===== SUPPLIED ENTRIES
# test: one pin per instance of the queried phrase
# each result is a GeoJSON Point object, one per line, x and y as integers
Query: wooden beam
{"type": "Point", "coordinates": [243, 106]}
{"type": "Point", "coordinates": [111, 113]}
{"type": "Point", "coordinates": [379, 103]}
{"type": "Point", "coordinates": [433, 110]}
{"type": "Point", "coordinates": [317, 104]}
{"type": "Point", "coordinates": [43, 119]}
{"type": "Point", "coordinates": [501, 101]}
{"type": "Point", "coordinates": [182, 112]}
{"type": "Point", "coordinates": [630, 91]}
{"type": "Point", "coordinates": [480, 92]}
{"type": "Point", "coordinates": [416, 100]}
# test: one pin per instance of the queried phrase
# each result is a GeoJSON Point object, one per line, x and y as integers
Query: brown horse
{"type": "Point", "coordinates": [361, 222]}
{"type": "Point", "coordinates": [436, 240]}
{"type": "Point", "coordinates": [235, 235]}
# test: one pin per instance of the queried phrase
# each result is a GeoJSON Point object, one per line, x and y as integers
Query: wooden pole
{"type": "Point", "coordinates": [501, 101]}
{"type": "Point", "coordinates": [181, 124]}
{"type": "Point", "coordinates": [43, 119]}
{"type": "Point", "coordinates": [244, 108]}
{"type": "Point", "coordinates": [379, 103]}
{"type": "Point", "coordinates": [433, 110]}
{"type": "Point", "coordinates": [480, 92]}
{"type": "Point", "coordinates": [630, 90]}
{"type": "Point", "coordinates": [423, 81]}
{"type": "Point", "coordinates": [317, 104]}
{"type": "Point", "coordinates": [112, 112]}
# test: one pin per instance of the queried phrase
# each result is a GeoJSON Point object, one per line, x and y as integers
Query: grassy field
==========
In full and without changes, repeat the listing.

# test: one pin per instance of the queried phrase
# each result is a GeoJSON Point object, one per line, x and y as integers
Query: wooden beam
{"type": "Point", "coordinates": [243, 106]}
{"type": "Point", "coordinates": [111, 113]}
{"type": "Point", "coordinates": [379, 103]}
{"type": "Point", "coordinates": [433, 110]}
{"type": "Point", "coordinates": [317, 104]}
{"type": "Point", "coordinates": [43, 119]}
{"type": "Point", "coordinates": [501, 101]}
{"type": "Point", "coordinates": [182, 112]}
{"type": "Point", "coordinates": [630, 91]}
{"type": "Point", "coordinates": [480, 92]}
{"type": "Point", "coordinates": [416, 100]}
# test: one pin per instance of the queried phrase
# each result is a GeoJSON Point object, one per line, x and y as integers
Query: brown horse
{"type": "Point", "coordinates": [361, 222]}
{"type": "Point", "coordinates": [436, 240]}
{"type": "Point", "coordinates": [235, 235]}
# test: one pin per instance of the queried phrase
# each result is a GeoJSON Point object, one per line, x and y as integers
Query: wooden pole
{"type": "Point", "coordinates": [501, 101]}
{"type": "Point", "coordinates": [181, 124]}
{"type": "Point", "coordinates": [43, 119]}
{"type": "Point", "coordinates": [244, 108]}
{"type": "Point", "coordinates": [379, 103]}
{"type": "Point", "coordinates": [433, 110]}
{"type": "Point", "coordinates": [480, 92]}
{"type": "Point", "coordinates": [630, 90]}
{"type": "Point", "coordinates": [423, 81]}
{"type": "Point", "coordinates": [317, 104]}
{"type": "Point", "coordinates": [112, 112]}
# test: one pin per instance of the queried phrase
# each result is a GeoJSON Point object, one per line, x and y as integers
Query: grassy field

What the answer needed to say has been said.